+++ RECORD EXTRACTS +++

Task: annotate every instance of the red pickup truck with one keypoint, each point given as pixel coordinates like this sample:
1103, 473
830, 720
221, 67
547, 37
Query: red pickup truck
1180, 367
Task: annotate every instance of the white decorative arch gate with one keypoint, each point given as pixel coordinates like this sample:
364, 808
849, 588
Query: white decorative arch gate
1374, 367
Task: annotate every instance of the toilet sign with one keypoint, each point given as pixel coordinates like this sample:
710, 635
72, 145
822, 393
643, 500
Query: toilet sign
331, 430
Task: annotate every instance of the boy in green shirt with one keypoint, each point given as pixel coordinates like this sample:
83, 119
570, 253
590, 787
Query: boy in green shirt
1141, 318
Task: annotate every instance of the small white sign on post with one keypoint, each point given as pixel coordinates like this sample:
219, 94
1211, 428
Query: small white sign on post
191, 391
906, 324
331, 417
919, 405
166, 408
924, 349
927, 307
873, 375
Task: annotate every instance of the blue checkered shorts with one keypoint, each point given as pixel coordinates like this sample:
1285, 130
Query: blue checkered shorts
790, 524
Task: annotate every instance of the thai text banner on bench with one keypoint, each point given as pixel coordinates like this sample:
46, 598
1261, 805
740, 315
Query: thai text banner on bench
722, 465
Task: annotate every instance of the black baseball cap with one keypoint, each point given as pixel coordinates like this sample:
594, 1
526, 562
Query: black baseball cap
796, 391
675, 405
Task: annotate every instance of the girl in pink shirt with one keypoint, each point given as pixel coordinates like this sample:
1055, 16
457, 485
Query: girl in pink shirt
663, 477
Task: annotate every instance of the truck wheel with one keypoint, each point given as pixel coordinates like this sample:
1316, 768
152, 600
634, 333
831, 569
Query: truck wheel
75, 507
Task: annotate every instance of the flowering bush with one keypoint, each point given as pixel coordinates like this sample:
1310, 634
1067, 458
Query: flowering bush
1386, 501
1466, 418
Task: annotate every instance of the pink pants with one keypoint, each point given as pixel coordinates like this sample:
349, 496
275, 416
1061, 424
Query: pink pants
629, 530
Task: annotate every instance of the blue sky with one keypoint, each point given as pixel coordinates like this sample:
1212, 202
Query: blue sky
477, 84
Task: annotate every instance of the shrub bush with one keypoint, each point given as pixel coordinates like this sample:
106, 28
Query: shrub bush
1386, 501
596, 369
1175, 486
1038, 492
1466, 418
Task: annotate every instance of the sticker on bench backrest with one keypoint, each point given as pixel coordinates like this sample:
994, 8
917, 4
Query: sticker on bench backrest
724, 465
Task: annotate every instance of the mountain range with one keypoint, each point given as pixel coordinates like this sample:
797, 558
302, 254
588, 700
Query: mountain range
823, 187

+++

> WHAT THE TASK REQUIRES
Output all of the data above again, line for line, with nothing changed.

> REPLY
Task: annotate every instance of the red pickup truck with one keypoint, each point given as pixel coordinates like this sample:
1103, 473
830, 720
221, 67
547, 37
Query: red pickup truck
1180, 367
Task: annotate every instance of the white decorative arch gate with one keypoint, each point given as pixel coordinates like this sample:
364, 808
849, 588
Query: white decorative arch gate
1374, 367
Task: annotate every instance of the toilet sign with one keypoint, each point given as pixel coordinates like this sample:
710, 635
72, 145
822, 393
643, 500
Query: toilet sign
331, 430
Task: annotate every instance of the boy in green shirt with one keypoint, each point given as pixel coordinates like this sample:
83, 119
570, 253
590, 787
Query: boy in green shirt
1141, 318
Task: annotate every instance of the small white sign on post with one keypoint, each point given as pixel coordinates like this sample:
219, 94
1211, 428
Query: small white sign on post
191, 391
906, 324
331, 417
919, 405
166, 408
924, 349
927, 307
873, 375
Task: annotate every instance of the blue checkered shorts with one keypoint, each point given as pixel coordinates like this sample:
1285, 130
Query: blue checkered shorts
790, 524
Task: annotate every instance of the thai text banner on bench with one keypoint, each point given as pixel coordinates like this sample:
46, 598
1261, 805
740, 315
Query: thai text banner on bench
722, 465
Task: annotate every instance of the black baseball cap with one keypoint, each point given as pixel coordinates like this sample:
594, 1
526, 562
Query: black baseball cap
796, 391
675, 405
Task: annotate every instance of the girl in pink shirt with one keypoint, each point given as pixel coordinates like this sample:
1055, 16
457, 485
Query: girl in pink shirt
663, 477
Task: annotate every instance of the truck wheel with one keypoint, each point given as pixel coordinates like this sample:
1316, 768
152, 600
634, 333
831, 569
Query: truck wheel
75, 507
Task: annotate every instance of the flowering bush with one keypoint, each point given as pixel coordinates like this sample:
1310, 634
1067, 458
Query: flowering bush
1386, 501
1466, 418
Task: annotate every instance of the pink pants with one keypoint, each point given as pixel coordinates like this sample:
349, 496
275, 416
1061, 424
Query: pink pants
629, 530
Task: annotate every instance of the blue sky with one keypoint, each point given as pixel coordinates like this sample:
1212, 202
Query: blue sky
477, 84
Task: annotate every instance of the shrub bush with one keypoint, each point given as pixel coordinates like this sample:
106, 28
Query: shrub bush
1386, 501
596, 369
1175, 486
1038, 492
1466, 418
Task: annotate every instance of the sticker on bench backrest with one keypoint, each point given as pixel coordinates like this sample:
994, 8
917, 4
Query: sticker on bench backrest
724, 465
Task: annotate every instance of the mountain range with one keypoint, each point given as pixel coordinates like this sample:
797, 558
302, 254
588, 700
Query: mountain range
823, 187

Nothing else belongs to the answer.